Study questions:
#1 Rewrite everything in the comment thread from "While they do" down to "their brains anymore.", and swap "boycotts" for "protests" throughout.
#2 List the kinds of real-time information about a city that the comment thread says an AR web could supply.

Document extract:
While they do their utmost to demolish craft & artistry & tradition, I will be doing my utmost to preserve & defend all of those things. I am no stranger to boycotts, and I certainly don't suffer from FOMO. And I'm thankful I know a whole lot of people who feel much as I do.
Completely agree. This is the framing people use to cope with their moral and psychological failure. Using tools that are literally scorching the earth just so they don’t have to use their brains anymore.
100% with you. I start a new job on Monday and I intend to keep building great young engineers who love their craft and their community. Enough of this vampiric unethical horse manure.
I really would love an "AR" web. It'd be so cool to walk around a city and get fed real-time information about landmarks, history, cultural events, and shopping destinations—whether through smart glasses or simply a smartphone.
Unfortunately my confidence that any modern tech company could build such an AR web without it being based on horribly-invasive privacy-invading AI-training fascism-enabling user-hostile software is roughly zero. Thus the dream of AR will have to remain just that…a dream. Perhaps the sci-fi of it all should remain "fi".

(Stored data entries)
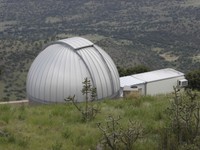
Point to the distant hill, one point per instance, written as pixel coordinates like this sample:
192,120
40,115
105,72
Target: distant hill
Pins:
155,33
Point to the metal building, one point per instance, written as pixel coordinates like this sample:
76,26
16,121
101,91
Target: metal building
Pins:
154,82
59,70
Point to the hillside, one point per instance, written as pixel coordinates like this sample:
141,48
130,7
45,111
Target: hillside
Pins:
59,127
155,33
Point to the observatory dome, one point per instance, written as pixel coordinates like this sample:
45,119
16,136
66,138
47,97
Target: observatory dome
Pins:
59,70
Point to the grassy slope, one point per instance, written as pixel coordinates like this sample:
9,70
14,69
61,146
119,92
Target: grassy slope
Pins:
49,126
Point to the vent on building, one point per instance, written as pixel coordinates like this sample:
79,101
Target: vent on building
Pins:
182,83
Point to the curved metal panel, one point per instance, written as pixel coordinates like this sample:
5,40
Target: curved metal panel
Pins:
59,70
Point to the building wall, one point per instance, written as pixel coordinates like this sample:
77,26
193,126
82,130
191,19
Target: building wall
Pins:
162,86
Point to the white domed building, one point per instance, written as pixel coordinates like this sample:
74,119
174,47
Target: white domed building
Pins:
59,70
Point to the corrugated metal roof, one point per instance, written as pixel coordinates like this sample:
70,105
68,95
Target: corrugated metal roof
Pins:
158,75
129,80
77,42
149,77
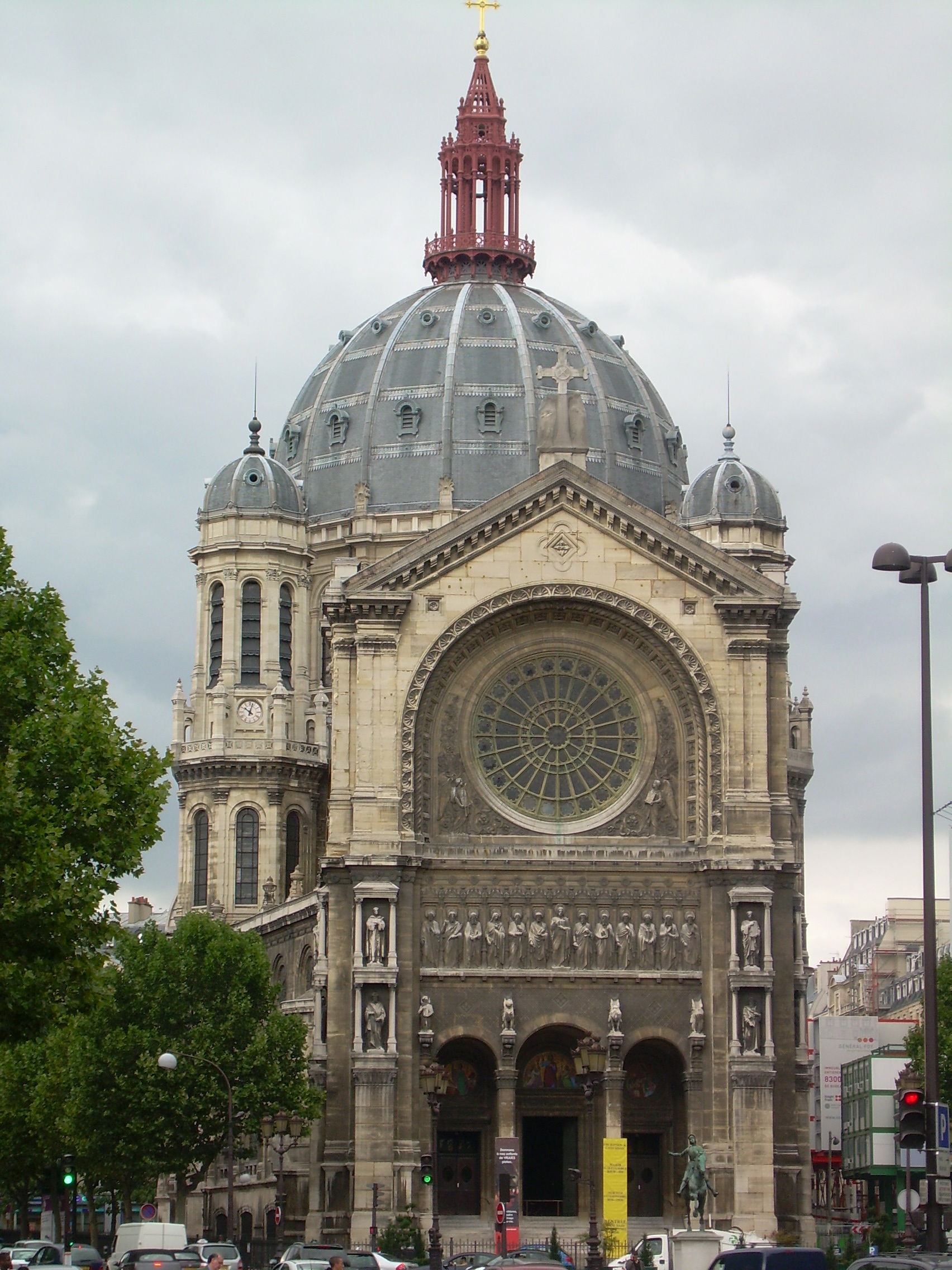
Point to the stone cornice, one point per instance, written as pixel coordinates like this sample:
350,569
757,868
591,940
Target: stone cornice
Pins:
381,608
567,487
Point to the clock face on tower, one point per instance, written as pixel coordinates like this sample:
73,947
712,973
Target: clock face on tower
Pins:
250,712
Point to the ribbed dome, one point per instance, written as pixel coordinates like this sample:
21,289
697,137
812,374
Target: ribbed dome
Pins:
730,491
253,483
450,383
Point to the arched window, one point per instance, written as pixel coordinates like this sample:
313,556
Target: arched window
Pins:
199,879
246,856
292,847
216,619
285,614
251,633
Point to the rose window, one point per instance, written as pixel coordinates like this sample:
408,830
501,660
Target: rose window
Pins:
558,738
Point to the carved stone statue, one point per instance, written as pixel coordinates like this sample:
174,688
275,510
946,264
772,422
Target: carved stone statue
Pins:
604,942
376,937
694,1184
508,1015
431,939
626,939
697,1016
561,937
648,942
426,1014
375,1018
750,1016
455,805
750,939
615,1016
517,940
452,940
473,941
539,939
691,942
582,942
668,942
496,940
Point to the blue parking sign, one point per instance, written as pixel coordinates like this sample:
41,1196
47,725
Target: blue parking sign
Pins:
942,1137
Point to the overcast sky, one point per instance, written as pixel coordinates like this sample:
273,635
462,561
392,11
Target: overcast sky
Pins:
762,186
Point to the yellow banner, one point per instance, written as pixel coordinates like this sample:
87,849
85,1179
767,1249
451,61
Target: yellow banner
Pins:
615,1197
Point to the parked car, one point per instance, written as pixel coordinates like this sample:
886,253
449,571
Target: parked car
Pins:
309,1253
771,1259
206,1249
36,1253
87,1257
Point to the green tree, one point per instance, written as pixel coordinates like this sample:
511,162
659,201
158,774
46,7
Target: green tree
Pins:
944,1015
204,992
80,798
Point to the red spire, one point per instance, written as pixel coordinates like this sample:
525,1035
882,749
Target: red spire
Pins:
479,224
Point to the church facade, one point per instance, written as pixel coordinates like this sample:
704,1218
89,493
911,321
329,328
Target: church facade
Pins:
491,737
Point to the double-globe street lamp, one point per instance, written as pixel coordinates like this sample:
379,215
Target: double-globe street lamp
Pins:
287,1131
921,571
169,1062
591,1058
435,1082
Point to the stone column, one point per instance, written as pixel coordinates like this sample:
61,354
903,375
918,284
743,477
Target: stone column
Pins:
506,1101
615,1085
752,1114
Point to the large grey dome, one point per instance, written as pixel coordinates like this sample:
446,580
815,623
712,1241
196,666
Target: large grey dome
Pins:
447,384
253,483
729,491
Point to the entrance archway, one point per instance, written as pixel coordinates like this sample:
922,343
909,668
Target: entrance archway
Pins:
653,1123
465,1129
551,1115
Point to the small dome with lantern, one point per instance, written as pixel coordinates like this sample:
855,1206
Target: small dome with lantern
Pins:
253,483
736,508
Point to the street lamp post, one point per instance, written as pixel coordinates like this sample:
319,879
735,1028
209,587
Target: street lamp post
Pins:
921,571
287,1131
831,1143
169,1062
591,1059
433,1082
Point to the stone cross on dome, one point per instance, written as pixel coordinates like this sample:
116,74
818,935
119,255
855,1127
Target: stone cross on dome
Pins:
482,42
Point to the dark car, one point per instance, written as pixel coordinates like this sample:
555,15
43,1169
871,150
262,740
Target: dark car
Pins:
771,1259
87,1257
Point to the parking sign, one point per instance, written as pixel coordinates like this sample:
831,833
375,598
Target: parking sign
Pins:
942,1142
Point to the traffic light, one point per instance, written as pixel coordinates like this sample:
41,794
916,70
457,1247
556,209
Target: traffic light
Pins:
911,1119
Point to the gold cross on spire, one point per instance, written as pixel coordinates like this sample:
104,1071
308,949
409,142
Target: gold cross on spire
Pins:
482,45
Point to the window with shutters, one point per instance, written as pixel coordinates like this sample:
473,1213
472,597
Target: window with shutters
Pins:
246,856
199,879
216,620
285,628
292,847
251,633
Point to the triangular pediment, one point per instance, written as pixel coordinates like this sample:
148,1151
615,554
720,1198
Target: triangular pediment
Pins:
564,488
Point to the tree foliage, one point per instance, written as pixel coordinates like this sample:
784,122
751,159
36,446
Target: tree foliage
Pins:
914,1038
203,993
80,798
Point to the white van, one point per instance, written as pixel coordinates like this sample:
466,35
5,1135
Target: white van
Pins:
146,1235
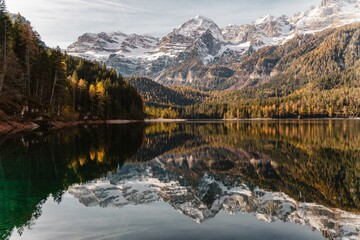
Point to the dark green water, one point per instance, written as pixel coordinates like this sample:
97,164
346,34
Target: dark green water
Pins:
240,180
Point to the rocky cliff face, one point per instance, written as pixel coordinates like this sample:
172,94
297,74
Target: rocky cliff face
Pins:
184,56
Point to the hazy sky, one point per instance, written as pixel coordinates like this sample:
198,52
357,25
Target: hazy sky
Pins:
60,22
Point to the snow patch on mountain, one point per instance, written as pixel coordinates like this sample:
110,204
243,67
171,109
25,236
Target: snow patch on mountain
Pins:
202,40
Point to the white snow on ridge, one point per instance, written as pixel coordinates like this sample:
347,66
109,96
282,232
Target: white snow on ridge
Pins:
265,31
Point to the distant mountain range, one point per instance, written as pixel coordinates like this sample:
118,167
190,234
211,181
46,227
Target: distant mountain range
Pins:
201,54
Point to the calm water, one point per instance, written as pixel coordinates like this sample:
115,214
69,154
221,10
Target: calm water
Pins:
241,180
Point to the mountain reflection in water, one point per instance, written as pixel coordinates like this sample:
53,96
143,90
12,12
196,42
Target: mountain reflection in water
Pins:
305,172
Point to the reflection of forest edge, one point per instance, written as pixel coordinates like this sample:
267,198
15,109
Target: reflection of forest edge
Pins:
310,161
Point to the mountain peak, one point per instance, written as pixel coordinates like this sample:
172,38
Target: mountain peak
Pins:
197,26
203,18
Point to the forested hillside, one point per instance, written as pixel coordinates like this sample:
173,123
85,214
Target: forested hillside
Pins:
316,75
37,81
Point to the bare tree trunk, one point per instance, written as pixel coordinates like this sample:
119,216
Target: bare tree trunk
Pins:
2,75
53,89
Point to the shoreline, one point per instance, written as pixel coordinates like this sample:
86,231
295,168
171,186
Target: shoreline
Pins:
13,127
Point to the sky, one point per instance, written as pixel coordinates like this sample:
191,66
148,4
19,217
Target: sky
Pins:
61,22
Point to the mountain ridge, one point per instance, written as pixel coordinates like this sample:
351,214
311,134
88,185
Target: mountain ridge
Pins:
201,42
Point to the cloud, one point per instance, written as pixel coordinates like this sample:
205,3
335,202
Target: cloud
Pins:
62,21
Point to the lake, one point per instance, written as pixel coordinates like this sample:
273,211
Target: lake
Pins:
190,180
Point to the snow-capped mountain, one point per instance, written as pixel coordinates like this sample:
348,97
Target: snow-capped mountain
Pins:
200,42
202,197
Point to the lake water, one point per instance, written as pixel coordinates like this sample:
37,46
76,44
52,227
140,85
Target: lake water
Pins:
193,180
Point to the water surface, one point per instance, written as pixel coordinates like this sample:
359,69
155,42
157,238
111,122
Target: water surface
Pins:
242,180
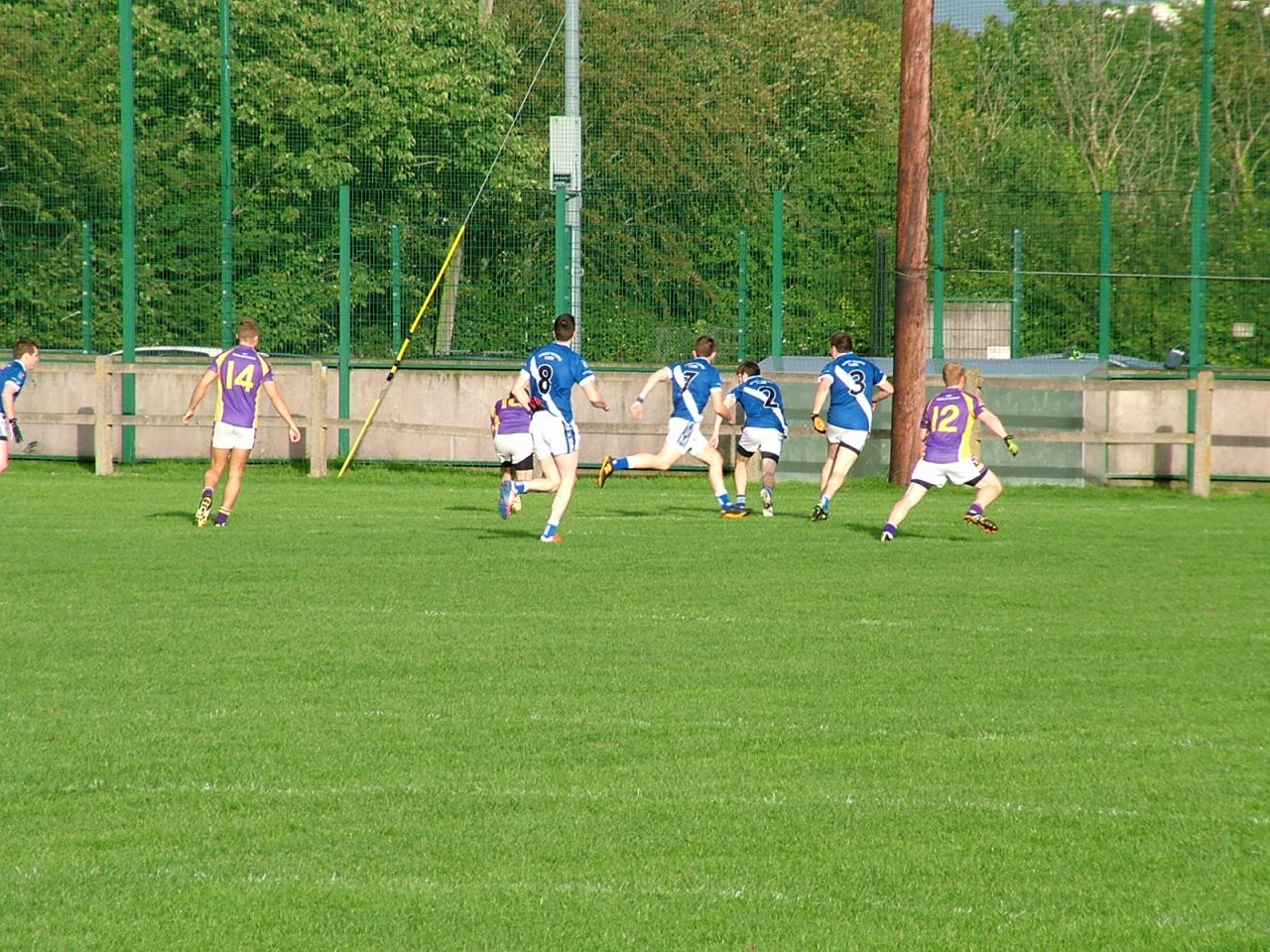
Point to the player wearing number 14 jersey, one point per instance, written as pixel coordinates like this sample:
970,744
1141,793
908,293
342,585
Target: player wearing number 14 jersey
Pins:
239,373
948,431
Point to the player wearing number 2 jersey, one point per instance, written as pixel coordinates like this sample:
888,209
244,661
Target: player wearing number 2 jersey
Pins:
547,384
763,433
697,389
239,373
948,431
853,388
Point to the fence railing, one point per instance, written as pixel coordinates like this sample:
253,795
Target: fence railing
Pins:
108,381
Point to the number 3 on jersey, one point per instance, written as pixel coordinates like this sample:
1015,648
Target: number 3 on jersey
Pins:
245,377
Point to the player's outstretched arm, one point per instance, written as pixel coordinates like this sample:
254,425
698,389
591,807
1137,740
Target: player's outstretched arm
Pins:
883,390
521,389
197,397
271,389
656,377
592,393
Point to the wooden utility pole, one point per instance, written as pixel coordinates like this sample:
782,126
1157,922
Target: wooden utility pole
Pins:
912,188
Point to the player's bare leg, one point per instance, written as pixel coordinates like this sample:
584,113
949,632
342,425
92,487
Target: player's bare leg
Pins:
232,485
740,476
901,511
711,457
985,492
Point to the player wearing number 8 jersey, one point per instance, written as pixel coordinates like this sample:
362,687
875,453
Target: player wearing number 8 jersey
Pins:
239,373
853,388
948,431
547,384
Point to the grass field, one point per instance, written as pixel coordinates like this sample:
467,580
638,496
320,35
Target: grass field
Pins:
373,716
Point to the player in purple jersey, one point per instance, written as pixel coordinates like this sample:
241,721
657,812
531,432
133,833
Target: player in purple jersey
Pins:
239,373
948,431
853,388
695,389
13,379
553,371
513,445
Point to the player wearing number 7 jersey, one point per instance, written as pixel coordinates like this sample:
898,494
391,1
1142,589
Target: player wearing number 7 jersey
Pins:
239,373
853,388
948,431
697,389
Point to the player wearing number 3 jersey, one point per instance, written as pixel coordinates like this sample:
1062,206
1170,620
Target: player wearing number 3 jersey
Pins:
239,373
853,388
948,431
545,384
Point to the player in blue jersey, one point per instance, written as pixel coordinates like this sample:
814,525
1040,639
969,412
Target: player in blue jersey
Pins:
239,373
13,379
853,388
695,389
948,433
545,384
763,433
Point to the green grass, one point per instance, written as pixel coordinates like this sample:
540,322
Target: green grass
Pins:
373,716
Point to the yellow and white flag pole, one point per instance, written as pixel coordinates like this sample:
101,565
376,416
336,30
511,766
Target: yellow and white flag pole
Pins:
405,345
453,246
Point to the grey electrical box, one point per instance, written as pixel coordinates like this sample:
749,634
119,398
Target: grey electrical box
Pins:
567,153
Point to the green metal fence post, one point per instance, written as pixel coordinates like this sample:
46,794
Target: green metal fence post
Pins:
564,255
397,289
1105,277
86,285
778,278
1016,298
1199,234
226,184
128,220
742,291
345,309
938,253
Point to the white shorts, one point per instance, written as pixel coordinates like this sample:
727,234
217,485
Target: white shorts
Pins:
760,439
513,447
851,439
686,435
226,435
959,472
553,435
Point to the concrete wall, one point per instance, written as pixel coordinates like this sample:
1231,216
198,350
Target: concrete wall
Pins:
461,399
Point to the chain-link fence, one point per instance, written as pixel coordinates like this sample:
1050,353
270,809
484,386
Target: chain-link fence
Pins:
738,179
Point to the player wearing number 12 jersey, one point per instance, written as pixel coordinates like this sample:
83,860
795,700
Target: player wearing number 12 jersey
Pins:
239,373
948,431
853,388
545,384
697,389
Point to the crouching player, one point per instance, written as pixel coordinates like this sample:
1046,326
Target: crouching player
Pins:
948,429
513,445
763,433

Answers to each task:
#1
While they do their utmost to demolish craft & artistry & tradition, I will be doing my utmost to preserve & defend all of those things. I am no stranger to protests, and I certainly don't suffer from FOMO. And I'm thankful I know a whole lot of people who feel much as I do.
Completely agree. This is the framing people use to cope with their moral and psychological failure. Using tools that are literally scorching the earth just so they don’t have to use their brains anymore.

#2 landmarks, history, cultural events, shopping destinations